Exercise description - The output should consist solely of the lines running from the one that contains "Query: person standing on rock" through the end of the records below, copied exactly.

Dataset entries -
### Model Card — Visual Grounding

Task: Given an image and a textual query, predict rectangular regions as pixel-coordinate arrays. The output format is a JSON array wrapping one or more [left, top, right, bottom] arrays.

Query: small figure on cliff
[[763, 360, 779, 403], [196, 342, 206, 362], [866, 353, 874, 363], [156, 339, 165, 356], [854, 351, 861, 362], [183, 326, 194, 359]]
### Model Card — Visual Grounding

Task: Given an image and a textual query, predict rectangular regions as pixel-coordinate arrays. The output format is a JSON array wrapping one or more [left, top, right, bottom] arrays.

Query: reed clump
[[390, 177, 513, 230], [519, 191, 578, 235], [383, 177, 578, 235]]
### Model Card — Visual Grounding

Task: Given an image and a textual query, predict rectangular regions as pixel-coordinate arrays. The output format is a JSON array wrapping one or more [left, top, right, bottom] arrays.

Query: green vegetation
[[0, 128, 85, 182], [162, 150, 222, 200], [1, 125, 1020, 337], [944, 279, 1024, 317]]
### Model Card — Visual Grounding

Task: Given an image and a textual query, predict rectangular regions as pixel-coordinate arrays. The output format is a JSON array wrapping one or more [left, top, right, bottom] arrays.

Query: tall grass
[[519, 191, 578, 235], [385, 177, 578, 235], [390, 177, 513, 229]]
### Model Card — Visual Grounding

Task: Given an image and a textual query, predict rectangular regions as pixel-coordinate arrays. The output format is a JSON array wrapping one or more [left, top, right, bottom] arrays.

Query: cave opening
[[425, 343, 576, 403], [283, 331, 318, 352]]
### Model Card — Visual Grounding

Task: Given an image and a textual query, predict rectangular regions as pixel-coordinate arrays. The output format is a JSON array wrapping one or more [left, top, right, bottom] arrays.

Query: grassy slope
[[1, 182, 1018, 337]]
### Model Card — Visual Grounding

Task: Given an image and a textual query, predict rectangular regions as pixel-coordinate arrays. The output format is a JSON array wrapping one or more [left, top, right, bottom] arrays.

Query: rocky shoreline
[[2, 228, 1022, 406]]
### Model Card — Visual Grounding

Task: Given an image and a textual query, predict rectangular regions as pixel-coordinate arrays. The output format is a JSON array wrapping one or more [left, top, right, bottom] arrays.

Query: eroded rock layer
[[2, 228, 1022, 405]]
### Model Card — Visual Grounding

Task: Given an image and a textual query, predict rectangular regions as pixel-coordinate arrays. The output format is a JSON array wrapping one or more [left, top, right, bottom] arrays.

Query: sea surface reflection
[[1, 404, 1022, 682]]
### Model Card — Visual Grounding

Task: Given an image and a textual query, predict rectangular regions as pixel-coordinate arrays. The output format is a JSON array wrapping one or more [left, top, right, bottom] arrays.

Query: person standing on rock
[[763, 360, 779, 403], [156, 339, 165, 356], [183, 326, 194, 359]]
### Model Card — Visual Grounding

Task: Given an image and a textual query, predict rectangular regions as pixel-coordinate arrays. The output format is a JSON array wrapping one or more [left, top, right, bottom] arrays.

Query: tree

Reply to the exercise -
Query: person standing on rock
[[763, 360, 779, 403], [156, 339, 165, 356], [183, 326, 194, 359]]
### Model Card — Visual Grounding

Task: Given an image and a textual query, predict rectangular regions as pixel-coordinate arrays. The output format is a JSON array wrapping one or more [left, top, right, bottom] arrays.

Query: tree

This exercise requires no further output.